BEGIN EXCERPTED TEXT
If you’d like to explore more of the results on your own you can download the full dataset here:WolfTicketsAI 2022 Predictions.

What Does This Mean for Me(the bettor)?

The reduction in the confidence score needed to reach a profitable outcome is important as it allows you to place more wagers(of smaller volumes) and to reduce the chance of each to have an outsized impact on your total returns.

Having more options that payout evenly or above even at lower scores increases the chance that you as a user can leverage the predictions successfully into your strategies.

UFC 288 Predictions

This weekend, we have UFC 288: Sterling vs. Cejudo and if you’re a member of WolfTickets.AI already you can view all the predictions and their details at: WolfTickets.AI - UFC 288

With the launch of this model, the predictions are shared here as well and they are(the orange indicates a main card fight): WolfTicketsAI UFC 288 Preditions

What’s Next?

  1. A new pipeline that will execute weekly before all predictions to generate up to date features for each fighter. During this effort I noticed that the models have drifted in performance over time due to an issue in how I was continually updating, this will fix it.
  2. Implementing the new model into all of the tracking and reporting for accuracy each week.
  3. The ability to export the data for each prediction as JSON so people can explore on other systems like ChatGPTs analysis of a prediction.
  4. Generating new features and models based on data collected per round of a fight. This will allow for models to see more deeply into issues around cardio, the impact of damage, etc. I’m excited to see what improvements arise when these are used.

Thanks and good luck!

— Chris King

PS if you’d like to support this work and stay up to date on all the predictions, with full visibility to the stats you can sign up for WolfTickets at:

PS ChatGPT Teaser

Generative AI systems like ChatGPT do not always deliver factual information but the response below is what comes out at the moment if you provide the stats used by WolfTicketsAI for each fighter to ChatGPT-4 and ask it to to make a prediction.
END EXCERPTED TEXT
BEGIN DATA FOR REVIEW
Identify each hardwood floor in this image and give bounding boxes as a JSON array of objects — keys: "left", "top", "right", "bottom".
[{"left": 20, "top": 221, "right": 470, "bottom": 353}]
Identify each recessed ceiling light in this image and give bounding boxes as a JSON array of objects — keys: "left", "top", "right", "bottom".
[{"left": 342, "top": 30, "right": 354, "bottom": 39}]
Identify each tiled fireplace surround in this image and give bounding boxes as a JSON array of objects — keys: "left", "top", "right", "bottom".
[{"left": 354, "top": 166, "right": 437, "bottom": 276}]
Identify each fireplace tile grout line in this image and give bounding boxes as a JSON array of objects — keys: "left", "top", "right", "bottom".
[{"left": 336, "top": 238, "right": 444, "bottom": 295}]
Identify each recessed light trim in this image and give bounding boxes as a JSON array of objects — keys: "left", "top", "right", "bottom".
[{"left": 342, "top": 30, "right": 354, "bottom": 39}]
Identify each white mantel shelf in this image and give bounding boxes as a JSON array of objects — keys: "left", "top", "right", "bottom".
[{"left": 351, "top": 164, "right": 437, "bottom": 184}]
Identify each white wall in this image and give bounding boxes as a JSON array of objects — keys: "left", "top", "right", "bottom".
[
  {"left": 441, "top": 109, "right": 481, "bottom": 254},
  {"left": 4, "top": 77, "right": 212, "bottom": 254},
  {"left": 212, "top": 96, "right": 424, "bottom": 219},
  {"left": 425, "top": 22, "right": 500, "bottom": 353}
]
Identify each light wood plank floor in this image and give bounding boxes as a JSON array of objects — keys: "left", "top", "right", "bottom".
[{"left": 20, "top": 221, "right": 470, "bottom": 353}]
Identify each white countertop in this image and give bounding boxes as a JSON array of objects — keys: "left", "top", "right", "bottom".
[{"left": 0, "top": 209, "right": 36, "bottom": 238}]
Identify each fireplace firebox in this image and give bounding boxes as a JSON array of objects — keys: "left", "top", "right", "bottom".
END DATA FOR REVIEW
PROBLEM TO WORK ON: Can you switch "cardio" to "endurance" and write out the WolfTicketsAI predictions text starting with "4. Generating new" and going on through "make a prediction."? The rows are separate material, unrelated to the text.

RESPONSE BOX:
4. Generating new features and models based on data collected per round of a fight. This will allow for models to see more deeply into issues around endurance, the impact of damage, etc. I’m excited to see what improvements arise when these are used.

Thanks and good luck!

— Chris King

PS if you’d like to support this work and stay up to date on all the predictions, with full visibility to the stats you can sign up for WolfTickets at:

PS ChatGPT Teaser

Generative AI systems like ChatGPT do not always deliver factual information but the response below is what comes out at the moment if you provide the stats used by WolfTicketsAI for each fighter to ChatGPT-4 and ask it to to make a prediction.